Extracted text
───

It has been a year since my lung cancer surgery. It seems so long ago now. I was on Spring break last week. Spring is my favorite season in Florida. The weather is perfect – not too cold and not too hot. The temperature was in the 70’s during the day and went down to the 50’s at night. It was sunny – no rain. Al helped me plant flowers in the garden. We have a patio home with a small yard. 2 years ago I decided to make an anniversary garden by the front door, in honor of my 30th wedding anniversary and my 15-year breast cancer survivor anniversary. Since I have a black thumb and most of the plants I try to grow die, I decided to make it a rock-sculpture garden. Sculptures are very garden-friendly; they don’t need water or fertilizer!! And every thing in the garden means something. Many of the plants were given to me by friends and family. Dorothy picked out the style of the concrete bench we bought – Celtic. I also bought 2 Celtic planters and lots of fairy sculptures because fairies are prominent in Celtic folklore. I bought some curved stone border pieces and made 2 Celtic Trinity knots, which stand for the Father, Son and Holy Spirit. Celtic knots and other Celtic art also represent eternity. I also have a Celtic cross and sculptures of little animals, including a giant lady bug and an ant. Anyway, I really enjoyed sitting outside in my garden during that week , with such beautiful weather, just looking and marveling at God’s beautiful creations. And none of my sculptures died over the winter, despite the record cold weather we had!!!!!!!
The Monday before Easter I went for my 6 month lung cancer checkup to hear the results of my 6-month Pet Scan. The doctor said there was a suspicious area on my posterior chest wall, an area of hypermetabolic activity that could be a recurrence of the cancer. So he wants to check it again in 3 months. He also gave me a copy of the Pet Scan report. When I read it at home that night, it said this area could be due to post-operative changes. I didn’t want to spoil anyone’s Easter (or my own) by reporting this possibly bad news just before the holidays for people to dwell on.

───

The data
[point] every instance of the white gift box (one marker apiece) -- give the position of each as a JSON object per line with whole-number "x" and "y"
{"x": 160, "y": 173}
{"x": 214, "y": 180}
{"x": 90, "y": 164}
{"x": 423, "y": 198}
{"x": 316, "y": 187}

───

Tasks for this exercise
1. In the journal entry about the garden and the checkup, what style of concrete bench did Dorothy pick out?
2. List every garden item that the journal entry about the garden and the checkup calls Celtic.
3. Extend the journal entry about the garden and the checkup, starting after its final sentence.

Set of answers
1. Celtic

2.
- The concrete bench
- The 2 planters
- The 2 Trinity knots made from curved stone border pieces
- The cross

3.
I promptly gave it to God and put it out of my mind - and had a wonderful Spring Break and Lovely Easter!!!! And I am continuing to water my new plants and watch them grow. I even enjoy getting up early on the weekends to weed the flower beds when it is cool. To me flowers are like friendship. You have to cultivate and nurture them, weed out any bad experiences you had with them, and cherish the beauty of the blossoms.
I cherish your friendship as much as I cherish God’s blossoms (it’s only by His good grace that they are growing in my garden; remember - I have a black thumb!) And once again I know that I can trust in God (and not the doctors), and rely on the faith and prayers of myself, my family, and my fantastic friends to see me through this. My anxiety is easing even as I write to you. Let’s pray and believe that this spot is nothing to worry about and will go away!! My next doctor visit is June 30. I’ll keep you posted!!!!
Have a great springtime!!!!!!! Enjoy nurturing your flowers and your friendships!!! Both are gifts from God!